• **Stated task**:
Reproduce the records from the start through the line containing "[[260, 289], [539, 306], [412, 310], [214, 294], [100, 296]]", inclusive, keeping the request lines unchanged but rescaling every x and y coordinate in the answers by 2.2 and rounding each to a whole number, with halves rounding up. Omit the pictures from your answer.

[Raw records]
_ _ _ _ _ _ _
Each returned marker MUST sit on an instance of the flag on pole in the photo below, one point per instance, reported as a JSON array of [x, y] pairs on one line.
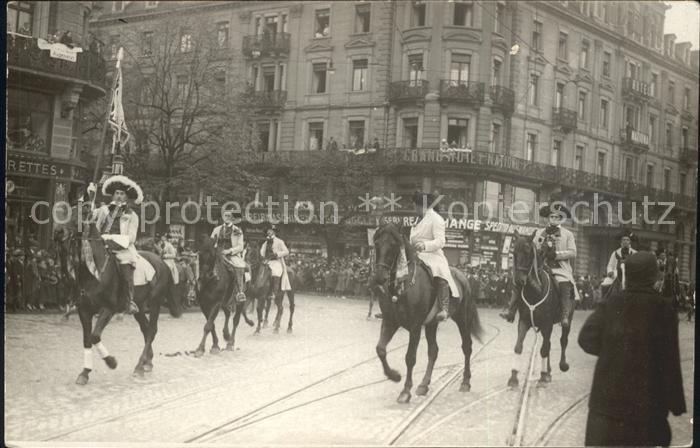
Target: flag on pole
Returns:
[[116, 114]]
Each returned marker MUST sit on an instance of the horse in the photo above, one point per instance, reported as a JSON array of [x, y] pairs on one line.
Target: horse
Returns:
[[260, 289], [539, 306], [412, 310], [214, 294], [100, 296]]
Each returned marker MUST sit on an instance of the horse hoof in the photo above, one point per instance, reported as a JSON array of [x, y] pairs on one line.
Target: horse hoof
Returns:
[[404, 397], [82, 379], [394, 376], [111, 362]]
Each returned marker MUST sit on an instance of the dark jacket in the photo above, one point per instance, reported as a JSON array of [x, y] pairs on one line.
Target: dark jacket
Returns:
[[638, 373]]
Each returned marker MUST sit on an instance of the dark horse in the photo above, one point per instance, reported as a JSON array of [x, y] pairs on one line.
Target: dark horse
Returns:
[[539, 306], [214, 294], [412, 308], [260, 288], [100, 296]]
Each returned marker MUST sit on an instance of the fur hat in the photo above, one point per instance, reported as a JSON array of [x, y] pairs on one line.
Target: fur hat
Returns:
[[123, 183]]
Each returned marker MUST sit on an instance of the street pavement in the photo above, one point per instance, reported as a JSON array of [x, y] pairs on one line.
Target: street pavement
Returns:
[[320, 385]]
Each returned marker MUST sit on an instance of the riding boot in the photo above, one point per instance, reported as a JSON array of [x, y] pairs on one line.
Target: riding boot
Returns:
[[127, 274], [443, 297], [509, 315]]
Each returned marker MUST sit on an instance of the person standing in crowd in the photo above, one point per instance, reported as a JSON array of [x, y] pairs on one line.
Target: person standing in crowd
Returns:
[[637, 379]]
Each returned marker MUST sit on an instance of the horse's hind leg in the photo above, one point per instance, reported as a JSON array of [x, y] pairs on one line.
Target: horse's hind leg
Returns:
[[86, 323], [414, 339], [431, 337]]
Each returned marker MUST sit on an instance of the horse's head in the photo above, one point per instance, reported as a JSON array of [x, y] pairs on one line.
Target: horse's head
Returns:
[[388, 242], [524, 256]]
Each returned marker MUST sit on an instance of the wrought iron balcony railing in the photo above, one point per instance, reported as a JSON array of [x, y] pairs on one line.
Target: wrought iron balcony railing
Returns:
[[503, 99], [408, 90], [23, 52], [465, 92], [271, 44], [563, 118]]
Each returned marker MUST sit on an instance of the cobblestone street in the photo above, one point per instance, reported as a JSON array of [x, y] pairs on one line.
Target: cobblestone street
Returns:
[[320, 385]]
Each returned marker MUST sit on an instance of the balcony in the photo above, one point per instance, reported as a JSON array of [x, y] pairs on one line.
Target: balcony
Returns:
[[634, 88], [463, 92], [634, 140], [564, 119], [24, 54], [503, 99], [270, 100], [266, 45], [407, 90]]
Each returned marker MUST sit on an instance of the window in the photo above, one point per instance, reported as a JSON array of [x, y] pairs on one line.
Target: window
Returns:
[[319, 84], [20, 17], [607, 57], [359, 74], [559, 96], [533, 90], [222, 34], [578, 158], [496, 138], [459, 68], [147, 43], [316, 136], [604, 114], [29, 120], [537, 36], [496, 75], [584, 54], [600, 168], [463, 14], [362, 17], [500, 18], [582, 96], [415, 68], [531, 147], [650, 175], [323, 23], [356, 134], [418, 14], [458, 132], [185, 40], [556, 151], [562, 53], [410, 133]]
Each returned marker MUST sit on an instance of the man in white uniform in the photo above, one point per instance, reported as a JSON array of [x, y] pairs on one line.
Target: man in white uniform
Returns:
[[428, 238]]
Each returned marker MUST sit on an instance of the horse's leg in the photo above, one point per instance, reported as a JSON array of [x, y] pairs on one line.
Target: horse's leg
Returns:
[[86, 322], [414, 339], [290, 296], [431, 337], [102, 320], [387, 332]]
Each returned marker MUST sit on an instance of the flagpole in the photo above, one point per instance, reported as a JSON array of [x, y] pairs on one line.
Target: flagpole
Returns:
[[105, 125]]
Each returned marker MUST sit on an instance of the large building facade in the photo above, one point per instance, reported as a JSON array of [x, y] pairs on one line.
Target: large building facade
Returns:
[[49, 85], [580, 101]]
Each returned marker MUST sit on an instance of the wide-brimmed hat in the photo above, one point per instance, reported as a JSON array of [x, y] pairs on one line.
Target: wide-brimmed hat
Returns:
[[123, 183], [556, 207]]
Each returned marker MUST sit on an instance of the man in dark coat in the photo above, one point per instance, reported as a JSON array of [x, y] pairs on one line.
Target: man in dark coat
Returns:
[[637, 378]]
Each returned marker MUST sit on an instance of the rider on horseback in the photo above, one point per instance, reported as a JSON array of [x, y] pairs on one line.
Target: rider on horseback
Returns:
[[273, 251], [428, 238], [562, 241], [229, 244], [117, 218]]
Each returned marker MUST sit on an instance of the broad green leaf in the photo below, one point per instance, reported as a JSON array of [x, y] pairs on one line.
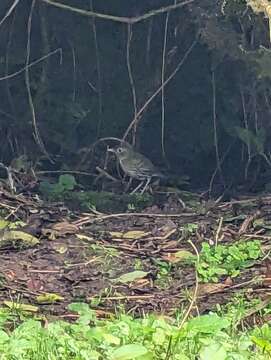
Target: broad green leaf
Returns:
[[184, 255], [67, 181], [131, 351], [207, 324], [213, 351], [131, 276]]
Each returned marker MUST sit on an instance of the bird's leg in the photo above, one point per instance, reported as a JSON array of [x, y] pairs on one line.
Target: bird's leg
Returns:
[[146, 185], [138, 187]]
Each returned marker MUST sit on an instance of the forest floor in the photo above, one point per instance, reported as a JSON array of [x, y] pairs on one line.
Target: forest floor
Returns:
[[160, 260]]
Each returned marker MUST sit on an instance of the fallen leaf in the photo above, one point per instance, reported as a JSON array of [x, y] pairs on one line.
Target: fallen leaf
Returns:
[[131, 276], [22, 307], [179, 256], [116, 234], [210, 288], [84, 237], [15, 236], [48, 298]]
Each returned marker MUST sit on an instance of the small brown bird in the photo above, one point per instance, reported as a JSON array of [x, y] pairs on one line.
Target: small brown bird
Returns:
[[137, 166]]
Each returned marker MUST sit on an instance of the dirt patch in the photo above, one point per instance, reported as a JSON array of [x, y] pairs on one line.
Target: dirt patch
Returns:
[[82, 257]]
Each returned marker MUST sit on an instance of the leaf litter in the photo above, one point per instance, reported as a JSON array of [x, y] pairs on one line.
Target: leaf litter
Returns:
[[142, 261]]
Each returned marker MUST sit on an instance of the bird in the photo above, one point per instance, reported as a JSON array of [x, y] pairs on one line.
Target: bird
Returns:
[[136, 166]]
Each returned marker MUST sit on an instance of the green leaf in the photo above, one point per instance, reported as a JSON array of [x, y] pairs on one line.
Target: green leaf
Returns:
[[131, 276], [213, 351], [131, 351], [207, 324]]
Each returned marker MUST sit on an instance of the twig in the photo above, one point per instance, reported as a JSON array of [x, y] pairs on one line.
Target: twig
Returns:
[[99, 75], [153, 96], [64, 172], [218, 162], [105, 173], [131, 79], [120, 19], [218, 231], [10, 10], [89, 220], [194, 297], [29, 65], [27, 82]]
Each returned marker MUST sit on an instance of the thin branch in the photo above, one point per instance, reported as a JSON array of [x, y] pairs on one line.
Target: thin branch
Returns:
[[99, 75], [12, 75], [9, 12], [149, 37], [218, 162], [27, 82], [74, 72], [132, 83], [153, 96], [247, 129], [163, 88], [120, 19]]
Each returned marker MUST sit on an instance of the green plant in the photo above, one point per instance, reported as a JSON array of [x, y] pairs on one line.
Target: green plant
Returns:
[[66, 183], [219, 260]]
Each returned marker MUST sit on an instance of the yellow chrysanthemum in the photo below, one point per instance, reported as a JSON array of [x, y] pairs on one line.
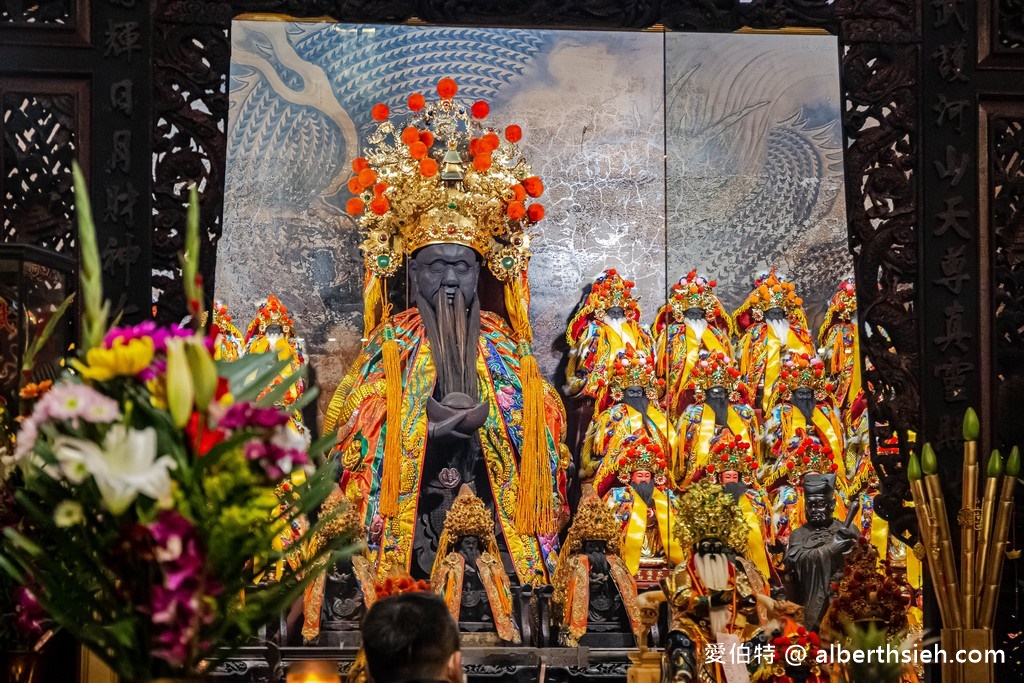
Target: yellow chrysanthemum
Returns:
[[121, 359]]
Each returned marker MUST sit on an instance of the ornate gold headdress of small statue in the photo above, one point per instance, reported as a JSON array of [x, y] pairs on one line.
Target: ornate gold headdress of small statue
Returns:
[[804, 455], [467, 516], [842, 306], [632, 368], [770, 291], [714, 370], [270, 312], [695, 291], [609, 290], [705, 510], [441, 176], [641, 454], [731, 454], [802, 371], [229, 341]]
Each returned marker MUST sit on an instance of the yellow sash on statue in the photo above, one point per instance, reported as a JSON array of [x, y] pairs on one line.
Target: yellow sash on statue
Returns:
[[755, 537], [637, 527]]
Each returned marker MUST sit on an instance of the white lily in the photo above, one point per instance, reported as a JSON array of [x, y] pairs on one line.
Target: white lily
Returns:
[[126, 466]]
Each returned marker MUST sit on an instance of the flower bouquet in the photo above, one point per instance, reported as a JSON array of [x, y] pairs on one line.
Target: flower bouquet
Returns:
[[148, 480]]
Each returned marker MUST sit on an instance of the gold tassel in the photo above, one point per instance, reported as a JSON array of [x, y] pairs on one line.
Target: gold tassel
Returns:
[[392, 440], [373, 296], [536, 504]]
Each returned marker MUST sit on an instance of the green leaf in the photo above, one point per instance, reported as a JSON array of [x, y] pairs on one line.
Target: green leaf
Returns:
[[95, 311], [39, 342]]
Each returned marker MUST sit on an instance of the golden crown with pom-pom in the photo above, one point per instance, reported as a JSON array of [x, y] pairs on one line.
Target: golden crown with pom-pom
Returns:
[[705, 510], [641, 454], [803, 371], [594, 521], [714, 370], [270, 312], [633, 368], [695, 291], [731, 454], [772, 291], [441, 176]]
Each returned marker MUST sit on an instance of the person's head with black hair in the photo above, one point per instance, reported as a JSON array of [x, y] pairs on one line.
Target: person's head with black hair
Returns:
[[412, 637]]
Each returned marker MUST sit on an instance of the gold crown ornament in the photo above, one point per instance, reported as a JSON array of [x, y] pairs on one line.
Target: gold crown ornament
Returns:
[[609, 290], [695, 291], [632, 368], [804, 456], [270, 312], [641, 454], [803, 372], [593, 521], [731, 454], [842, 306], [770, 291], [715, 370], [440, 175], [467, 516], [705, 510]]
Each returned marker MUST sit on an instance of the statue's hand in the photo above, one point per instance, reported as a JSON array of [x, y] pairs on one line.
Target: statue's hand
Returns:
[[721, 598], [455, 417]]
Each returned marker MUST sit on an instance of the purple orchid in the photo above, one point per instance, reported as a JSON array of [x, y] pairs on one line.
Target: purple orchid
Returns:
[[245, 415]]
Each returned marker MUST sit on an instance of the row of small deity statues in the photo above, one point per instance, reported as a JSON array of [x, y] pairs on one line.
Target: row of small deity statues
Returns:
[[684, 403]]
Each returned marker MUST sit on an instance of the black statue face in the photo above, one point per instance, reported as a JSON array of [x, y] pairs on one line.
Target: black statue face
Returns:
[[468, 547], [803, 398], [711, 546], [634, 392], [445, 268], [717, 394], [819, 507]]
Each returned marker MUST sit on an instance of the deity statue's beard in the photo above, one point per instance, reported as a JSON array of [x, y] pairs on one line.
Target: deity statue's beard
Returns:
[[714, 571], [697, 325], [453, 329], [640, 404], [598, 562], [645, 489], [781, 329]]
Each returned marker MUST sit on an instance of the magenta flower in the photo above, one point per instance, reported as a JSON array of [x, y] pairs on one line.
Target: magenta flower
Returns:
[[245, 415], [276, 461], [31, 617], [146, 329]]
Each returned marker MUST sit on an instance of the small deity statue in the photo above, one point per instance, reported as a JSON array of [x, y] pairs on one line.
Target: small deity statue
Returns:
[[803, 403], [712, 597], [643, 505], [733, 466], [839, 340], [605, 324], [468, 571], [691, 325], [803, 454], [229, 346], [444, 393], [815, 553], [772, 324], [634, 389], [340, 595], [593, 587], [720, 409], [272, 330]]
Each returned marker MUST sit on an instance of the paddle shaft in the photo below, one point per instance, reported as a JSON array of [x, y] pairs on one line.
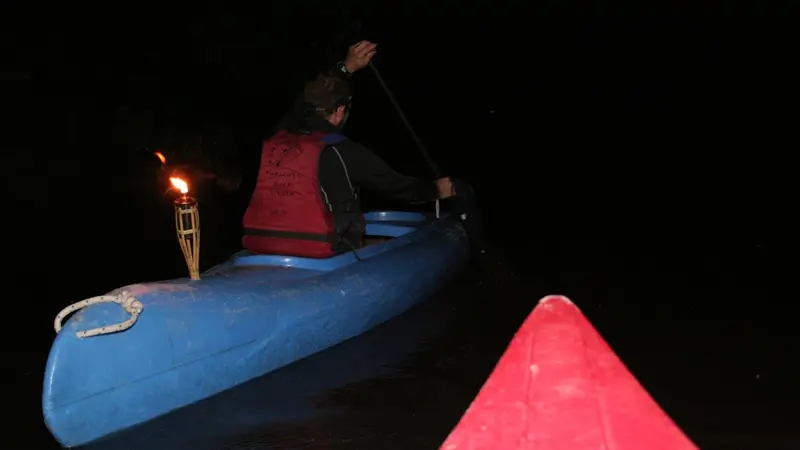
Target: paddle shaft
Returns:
_ _ _ _ _ _ _
• **Exercise solution**:
Each returned marker MUST sit on an instance of the flag on pole in the photo below, one point per instance, reported as a JSON array of [x, y] pairs on one line.
Target: flag on pole
Returns:
[[255, 251]]
Each returned marker MUST sit on an instance of the horse in the photo above, one point per instance, reported as a JSON array of [x, y] pairs on one line.
Target: horse
Returns:
[[572, 636], [1186, 673], [906, 682], [471, 647], [220, 651]]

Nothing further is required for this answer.